What is needed
Could you extract every entry below and reproduce it exactly?

Record set
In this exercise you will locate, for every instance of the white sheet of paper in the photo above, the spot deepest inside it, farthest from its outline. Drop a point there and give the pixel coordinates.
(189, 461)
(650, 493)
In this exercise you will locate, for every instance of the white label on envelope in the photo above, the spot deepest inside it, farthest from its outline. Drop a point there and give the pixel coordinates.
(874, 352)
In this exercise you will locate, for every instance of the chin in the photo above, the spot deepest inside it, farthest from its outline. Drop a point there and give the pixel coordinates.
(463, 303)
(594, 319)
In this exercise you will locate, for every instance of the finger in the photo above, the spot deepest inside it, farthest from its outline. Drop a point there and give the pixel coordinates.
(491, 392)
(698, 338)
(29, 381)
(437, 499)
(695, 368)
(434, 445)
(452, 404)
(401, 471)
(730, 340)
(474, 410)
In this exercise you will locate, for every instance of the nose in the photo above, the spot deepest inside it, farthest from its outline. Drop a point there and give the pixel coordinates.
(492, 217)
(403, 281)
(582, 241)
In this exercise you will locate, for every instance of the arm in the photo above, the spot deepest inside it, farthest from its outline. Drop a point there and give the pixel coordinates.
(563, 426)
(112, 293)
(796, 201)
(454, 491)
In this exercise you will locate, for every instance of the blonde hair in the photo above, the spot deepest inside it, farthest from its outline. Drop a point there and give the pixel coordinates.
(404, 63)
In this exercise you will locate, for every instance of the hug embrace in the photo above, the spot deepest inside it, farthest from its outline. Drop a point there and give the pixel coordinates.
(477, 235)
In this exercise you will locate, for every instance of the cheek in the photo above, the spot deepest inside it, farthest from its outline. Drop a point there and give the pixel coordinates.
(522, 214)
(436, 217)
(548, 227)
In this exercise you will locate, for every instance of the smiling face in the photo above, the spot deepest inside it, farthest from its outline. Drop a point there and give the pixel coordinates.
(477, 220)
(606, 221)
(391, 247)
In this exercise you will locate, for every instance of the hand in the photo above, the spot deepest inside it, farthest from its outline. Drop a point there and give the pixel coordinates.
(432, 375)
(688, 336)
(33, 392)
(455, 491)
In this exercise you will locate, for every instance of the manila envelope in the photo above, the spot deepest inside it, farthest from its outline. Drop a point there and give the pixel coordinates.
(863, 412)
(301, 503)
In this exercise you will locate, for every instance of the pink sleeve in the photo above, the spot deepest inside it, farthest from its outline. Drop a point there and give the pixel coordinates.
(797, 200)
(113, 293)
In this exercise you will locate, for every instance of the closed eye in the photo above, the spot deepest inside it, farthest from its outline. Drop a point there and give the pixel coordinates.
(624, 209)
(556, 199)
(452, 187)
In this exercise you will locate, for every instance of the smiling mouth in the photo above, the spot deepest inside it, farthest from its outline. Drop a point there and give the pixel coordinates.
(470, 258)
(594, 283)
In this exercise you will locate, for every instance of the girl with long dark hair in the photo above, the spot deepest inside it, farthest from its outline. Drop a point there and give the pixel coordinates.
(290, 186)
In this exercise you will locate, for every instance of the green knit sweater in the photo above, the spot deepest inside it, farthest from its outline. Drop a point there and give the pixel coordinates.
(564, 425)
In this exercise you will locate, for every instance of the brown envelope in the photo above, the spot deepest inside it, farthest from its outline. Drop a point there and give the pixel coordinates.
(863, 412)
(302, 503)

Final answer
In this exercise you will locate, for every instance of the white sheet of paper in the photo above, the spot deepest inside it, farthest from its outline. Drop a point there and give the pixel coordinates.
(189, 461)
(650, 493)
In this exercise you will locate, for every instance of the white label on envelope in the photo above, the spot deepest inside it, farthest from its outline. Drop a point there and give the pixel coordinates.
(874, 352)
In this exercise you will locate, for every instance of the chin in the photo above, the spot deepest inside it, farthest from its outline. Drop a point there and give the pixel coordinates.
(463, 303)
(594, 319)
In this exercise you will locate, for every instance of the finger in the photo above, the spot deepest inside it, farthest from its outline. Drop a point there and give the pixel coordinates.
(491, 392)
(698, 338)
(29, 381)
(437, 499)
(695, 368)
(434, 445)
(452, 404)
(401, 471)
(730, 340)
(474, 410)
In this exercise you will locate, for every instance of the nose in the photo above, the spot deepest inside it, farthest from its outline. Drop a point there and give the pixel coordinates.
(492, 217)
(403, 281)
(582, 241)
In this exercise you will locate, for every instance of the arm in the photo above, the spot deepest inside it, farthest from its outline. Drop a point there and give the pixel coordinates.
(563, 426)
(112, 293)
(796, 201)
(454, 491)
In this exercise you will locate, for every instance of the blonde hair in the photo above, the spot deepest inside it, farthest from its outline. Drop a point there and give the pixel coordinates.
(404, 63)
In this exercise you will locate, for every instance of the hug embrace in the photo above, the spot deepest inside it, farthest from its outline. Drop a point there and give the pixel coordinates.
(477, 235)
In this exercise you will locate, for every instance of the cheek in the photo above, the spot deepest inside it, farthest from its outline. Drop a point there and give the pixel coordinates.
(522, 214)
(436, 217)
(548, 227)
In this exercise you will locate, for every instance of the smiling face in the photo above, the spot deepest inside it, farthest from its outline. Drop a point there and give the pixel coordinates.
(477, 220)
(606, 221)
(391, 247)
In this exercise you will locate, for every instance of the hand in the photo above, the spot deepest inside it, farthest from its outline. Drop a point there and give the pixel coordinates.
(432, 375)
(688, 336)
(33, 392)
(455, 491)
In this exercise you will locate, for every instance of the manila envelope in the photo above, the spot deepest inside it, farthest from its outline. Drop a point there and give the pixel coordinates.
(863, 412)
(301, 503)
In this exercise you will locate, for every instance of the pink sleeve in the photo above, the spot deepest inside it, farthest from its outline. Drop a point there and give the pixel coordinates.
(797, 200)
(113, 293)
In this exercise you will locate, for every instance of the closed eye in the photo above, the spot deepest inside it, farthest from its outline. Drop a point there and give the pixel coordinates.
(624, 209)
(556, 199)
(452, 187)
In this exercise you will locate, for every instance of the smiling mouth in the photo above, the spot deepest inside it, farthest from its outline. Drop a point there and give the pixel coordinates.
(470, 258)
(594, 283)
In this exercise you will locate, for every instance of the girl with long dark hair in the photo above, the spot deepest inside it, farthest from its outline. Drop a point there and give the pixel coordinates.
(290, 186)
In this exercise you will locate, for every instance of the green knit sweater in the photo above, the spot deepest inside it, farthest from its outline. Drop a point there and give the pixel coordinates.
(564, 425)
In this exercise you will locate, for every instance of the brown envelope in the photo above, the spot deepest inside it, farthest from its outline. Drop a point there and give the pixel coordinates.
(863, 412)
(302, 503)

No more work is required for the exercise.